### Challenge
Shift every pixel coordinate up by 46 in the listing lines between the one holding "of the tattoo" and the one holding "of the open", inclusive. Write out only those lines, in full, with all other text unchanged.

### Source material
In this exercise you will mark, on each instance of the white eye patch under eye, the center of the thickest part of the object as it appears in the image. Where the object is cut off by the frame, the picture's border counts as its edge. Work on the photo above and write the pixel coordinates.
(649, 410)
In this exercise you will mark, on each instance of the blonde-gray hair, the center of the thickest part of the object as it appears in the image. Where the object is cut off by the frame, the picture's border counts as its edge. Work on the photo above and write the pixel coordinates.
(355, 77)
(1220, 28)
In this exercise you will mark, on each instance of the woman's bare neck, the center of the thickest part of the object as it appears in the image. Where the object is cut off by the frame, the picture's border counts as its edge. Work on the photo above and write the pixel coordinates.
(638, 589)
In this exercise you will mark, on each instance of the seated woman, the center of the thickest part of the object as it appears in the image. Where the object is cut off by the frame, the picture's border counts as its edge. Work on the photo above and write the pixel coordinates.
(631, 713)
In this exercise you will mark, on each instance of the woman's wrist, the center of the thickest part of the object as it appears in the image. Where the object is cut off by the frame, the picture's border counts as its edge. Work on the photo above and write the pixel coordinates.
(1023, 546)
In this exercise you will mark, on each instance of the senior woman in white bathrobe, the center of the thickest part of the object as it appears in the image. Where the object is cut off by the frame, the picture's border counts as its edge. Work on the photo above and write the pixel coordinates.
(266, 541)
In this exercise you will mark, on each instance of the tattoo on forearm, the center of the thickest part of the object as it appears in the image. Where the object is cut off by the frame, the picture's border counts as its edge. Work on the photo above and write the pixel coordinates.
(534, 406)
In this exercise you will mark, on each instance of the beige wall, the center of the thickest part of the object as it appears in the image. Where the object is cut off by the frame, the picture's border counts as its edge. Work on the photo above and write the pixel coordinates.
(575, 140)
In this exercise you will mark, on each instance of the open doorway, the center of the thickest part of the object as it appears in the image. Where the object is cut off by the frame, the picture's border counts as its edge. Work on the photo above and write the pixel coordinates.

--

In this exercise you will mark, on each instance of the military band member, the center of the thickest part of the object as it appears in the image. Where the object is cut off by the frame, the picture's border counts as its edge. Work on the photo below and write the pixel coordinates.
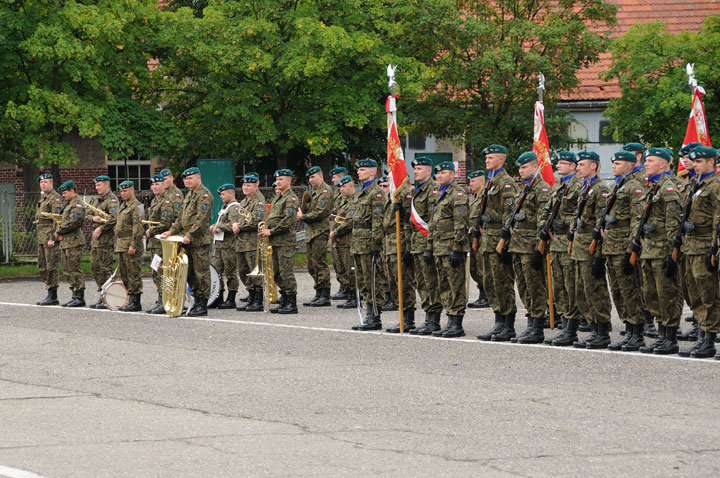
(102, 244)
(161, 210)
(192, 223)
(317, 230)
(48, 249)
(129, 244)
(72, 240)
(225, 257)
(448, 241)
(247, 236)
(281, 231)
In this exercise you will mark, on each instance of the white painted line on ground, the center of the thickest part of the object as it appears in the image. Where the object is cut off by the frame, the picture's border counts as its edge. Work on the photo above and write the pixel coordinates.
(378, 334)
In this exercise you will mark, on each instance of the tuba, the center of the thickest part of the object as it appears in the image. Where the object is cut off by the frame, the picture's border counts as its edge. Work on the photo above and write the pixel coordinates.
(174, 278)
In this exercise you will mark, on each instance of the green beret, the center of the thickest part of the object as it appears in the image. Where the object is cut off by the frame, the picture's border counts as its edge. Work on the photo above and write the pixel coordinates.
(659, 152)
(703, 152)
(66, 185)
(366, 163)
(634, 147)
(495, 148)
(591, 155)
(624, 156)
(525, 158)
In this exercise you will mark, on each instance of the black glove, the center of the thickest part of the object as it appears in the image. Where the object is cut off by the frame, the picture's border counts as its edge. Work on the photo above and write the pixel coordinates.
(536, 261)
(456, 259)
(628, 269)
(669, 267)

### Result of the exercise
In this exercise you will mark, on each instance of the tattoo on forearm, the center of the thickest part of the object as it appears in the image. Where the object is cut off by the frame, the picture's border counts as its edge. Work on the photo above and write the pixel coordinates.
(580, 452)
In this exercise you will mark, on each instance of the beige wall, the center of the thickest part of the object as it appears in the image. Where the object is cut off by the frame, the picture's border counts as its edge. Work on the photo above and write the pixel coordinates.
(621, 186)
In this exercise you will mark, on each instance of the open doorway, the center of the thickest part of the object as it appears in the image. Where the object is cut off by the frame, the picture's border counts as its edge. Work on the photo above and write the pixel coordinates.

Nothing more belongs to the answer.